▸ **THE TASKS**
1. Set down the entire forum thread again, word for word.
2. Return each line from the rows below that contains the string "glass", copying every such line unchanged.

Solid speech so far. It's helped pass the last hour of work.


----------



## Arecaidian Fox (Jan 20, 2021)

Well, Biden hasn't become a gibbering orange mess in the first 5 minutes. I'd call that a solid improvement.


----------



## KingVamp (Jan 20, 2021)

Link 

I'm glad things went mostly fine.


----------



## Seliph (Jan 20, 2021)

I feel bad for Bernie





He looks so done. Great fit tho


----------



## Benja81 (Jan 20, 2021)

Don't be the worst president ever=most successful presidency ever. Relatively.


----------



## MMX (Jan 20, 2021)

another white male? what the fuck is wrong with you?


----------



## Plasmaster09 (Jan 20, 2021)

MMX said:


> another white male? what the fuck is wrong with you?


better than another fascist madman
he's basically the best _plausible _option we had this time


----------



## Doran754 (Jan 20, 2021)

I hope this thread gets closed down fast, tired of arguing with you lot. But I shall continue to do so if it remains open


----------



## Foxi4 (Jan 20, 2021)

Well this quickly devolved into EOF. Can't leave you alone in the sandbox for 5 minutes without supervision. Locking, the other thread is far more active and an effective duplicate.

https://gbatemp.net/threads/joe-bid...ident-of-the-united-states-of-america.581277/


----------

▸ **DATASET**
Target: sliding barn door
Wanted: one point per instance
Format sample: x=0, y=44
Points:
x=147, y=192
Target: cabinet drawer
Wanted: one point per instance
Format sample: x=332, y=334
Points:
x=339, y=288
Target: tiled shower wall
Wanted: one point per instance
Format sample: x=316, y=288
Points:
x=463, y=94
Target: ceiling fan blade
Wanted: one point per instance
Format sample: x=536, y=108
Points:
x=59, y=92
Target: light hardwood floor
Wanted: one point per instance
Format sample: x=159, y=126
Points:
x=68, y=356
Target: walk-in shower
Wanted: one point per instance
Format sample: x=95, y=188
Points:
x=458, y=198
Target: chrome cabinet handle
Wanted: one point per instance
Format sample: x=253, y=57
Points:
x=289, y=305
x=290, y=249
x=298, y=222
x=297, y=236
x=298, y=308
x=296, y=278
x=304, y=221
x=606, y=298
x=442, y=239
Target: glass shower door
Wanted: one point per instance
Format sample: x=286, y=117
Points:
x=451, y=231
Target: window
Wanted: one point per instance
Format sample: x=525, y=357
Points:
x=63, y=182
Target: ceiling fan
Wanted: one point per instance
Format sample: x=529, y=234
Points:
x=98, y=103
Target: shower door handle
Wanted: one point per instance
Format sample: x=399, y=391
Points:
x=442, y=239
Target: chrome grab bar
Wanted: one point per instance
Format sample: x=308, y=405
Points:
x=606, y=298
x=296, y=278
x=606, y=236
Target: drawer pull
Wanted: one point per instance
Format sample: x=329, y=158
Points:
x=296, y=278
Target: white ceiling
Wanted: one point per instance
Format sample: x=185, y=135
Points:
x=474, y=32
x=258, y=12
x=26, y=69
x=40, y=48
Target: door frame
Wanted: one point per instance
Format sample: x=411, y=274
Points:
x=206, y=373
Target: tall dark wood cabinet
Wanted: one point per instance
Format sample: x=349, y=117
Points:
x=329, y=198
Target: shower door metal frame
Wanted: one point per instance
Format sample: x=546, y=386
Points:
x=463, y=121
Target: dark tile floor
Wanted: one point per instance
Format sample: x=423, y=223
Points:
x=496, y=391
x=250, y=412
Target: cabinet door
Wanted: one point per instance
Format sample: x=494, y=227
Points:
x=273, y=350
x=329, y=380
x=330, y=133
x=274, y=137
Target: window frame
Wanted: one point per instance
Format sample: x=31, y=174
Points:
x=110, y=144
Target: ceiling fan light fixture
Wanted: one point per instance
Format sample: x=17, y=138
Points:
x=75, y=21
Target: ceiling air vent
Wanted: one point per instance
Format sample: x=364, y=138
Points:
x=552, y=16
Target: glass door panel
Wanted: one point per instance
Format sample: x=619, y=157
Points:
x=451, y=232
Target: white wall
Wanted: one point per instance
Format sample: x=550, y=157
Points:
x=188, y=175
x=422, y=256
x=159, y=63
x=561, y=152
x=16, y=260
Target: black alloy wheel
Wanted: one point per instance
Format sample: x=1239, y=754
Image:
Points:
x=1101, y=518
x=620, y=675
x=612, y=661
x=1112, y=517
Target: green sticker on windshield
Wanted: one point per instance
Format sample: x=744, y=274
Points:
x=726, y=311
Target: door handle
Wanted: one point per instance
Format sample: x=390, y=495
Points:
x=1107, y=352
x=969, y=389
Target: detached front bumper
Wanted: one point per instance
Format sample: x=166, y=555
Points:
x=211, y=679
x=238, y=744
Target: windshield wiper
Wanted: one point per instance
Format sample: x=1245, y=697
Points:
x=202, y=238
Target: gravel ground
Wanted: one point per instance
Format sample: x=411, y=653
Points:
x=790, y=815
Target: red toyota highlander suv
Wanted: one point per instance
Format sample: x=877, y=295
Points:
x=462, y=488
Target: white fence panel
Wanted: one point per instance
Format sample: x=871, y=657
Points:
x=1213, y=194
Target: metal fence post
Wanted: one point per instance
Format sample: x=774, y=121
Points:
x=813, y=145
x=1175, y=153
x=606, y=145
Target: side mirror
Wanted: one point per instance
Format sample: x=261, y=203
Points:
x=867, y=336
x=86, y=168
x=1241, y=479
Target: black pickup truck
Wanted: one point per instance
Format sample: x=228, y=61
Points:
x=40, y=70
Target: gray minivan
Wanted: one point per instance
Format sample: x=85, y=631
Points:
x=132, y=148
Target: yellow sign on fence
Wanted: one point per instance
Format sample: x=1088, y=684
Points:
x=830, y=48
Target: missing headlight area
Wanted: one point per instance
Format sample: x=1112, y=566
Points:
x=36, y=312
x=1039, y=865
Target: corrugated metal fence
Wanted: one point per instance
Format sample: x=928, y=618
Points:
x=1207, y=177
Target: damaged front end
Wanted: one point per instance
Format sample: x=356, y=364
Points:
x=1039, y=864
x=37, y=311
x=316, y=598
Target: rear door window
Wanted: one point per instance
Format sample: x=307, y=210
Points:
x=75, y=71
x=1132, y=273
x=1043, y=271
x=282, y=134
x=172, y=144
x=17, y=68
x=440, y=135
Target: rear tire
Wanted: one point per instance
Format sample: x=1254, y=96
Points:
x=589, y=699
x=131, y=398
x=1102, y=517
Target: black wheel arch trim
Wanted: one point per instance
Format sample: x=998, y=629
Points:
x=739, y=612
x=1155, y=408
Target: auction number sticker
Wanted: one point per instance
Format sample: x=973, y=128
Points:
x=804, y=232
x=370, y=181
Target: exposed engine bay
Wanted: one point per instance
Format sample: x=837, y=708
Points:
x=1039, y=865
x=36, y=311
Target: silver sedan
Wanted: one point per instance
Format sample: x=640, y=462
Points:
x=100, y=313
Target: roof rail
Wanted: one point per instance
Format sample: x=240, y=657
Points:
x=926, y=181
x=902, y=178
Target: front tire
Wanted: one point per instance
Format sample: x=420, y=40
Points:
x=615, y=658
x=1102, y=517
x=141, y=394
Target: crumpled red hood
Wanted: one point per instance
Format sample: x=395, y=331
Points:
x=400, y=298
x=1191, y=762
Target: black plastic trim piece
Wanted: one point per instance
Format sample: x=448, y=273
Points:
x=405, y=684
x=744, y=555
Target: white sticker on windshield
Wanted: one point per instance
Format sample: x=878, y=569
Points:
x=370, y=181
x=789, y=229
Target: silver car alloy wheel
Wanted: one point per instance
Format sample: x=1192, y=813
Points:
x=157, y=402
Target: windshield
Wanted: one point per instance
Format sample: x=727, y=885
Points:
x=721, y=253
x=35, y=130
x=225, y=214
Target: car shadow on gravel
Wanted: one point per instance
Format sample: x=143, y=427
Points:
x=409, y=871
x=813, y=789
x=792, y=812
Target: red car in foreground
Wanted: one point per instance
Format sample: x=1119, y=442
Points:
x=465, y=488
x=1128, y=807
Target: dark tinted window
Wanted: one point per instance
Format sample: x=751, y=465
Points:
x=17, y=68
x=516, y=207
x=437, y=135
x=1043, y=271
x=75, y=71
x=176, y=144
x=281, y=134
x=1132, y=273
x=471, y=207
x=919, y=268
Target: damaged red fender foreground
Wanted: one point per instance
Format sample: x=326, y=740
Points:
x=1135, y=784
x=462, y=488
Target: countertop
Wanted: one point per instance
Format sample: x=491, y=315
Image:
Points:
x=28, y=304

▸ **ANSWERS TO THE EXERCISE**
1.
Solid speech so far. It's helped pass the last hour of work.


----------



## Arecaidian Fox (Jan 20, 2021)

Well, Biden hasn't become a gibbering orange mess in the first 5 minutes. I'd call that a solid improvement.


----------



## KingVamp (Jan 20, 2021)

Link 

I'm glad things went mostly fine.


----------



## Seliph (Jan 20, 2021)

I feel bad for Bernie





He looks so done. Great fit tho


----------



## Benja81 (Jan 20, 2021)

Don't be the worst president ever=most successful presidency ever. Relatively.


----------



## MMX (Jan 20, 2021)

another white male? what the fuck is wrong with you?


----------



## Plasmaster09 (Jan 20, 2021)

MMX said:


> another white male? what the fuck is wrong with you?


better than another fascist madman
he's basically the best _plausible _option we had this time


----------



## Doran754 (Jan 20, 2021)

I hope this thread gets closed down fast, tired of arguing with you lot. But I shall continue to do so if it remains open


----------



## Foxi4 (Jan 20, 2021)

Well this quickly devolved into EOF. Can't leave you alone in the sandbox for 5 minutes without supervision. Locking, the other thread is far more active and an effective duplicate.

https://gbatemp.net/threads/joe-bid...ident-of-the-united-states-of-america.581277/


----------

2.
Target: glass shower door
Target: glass door panel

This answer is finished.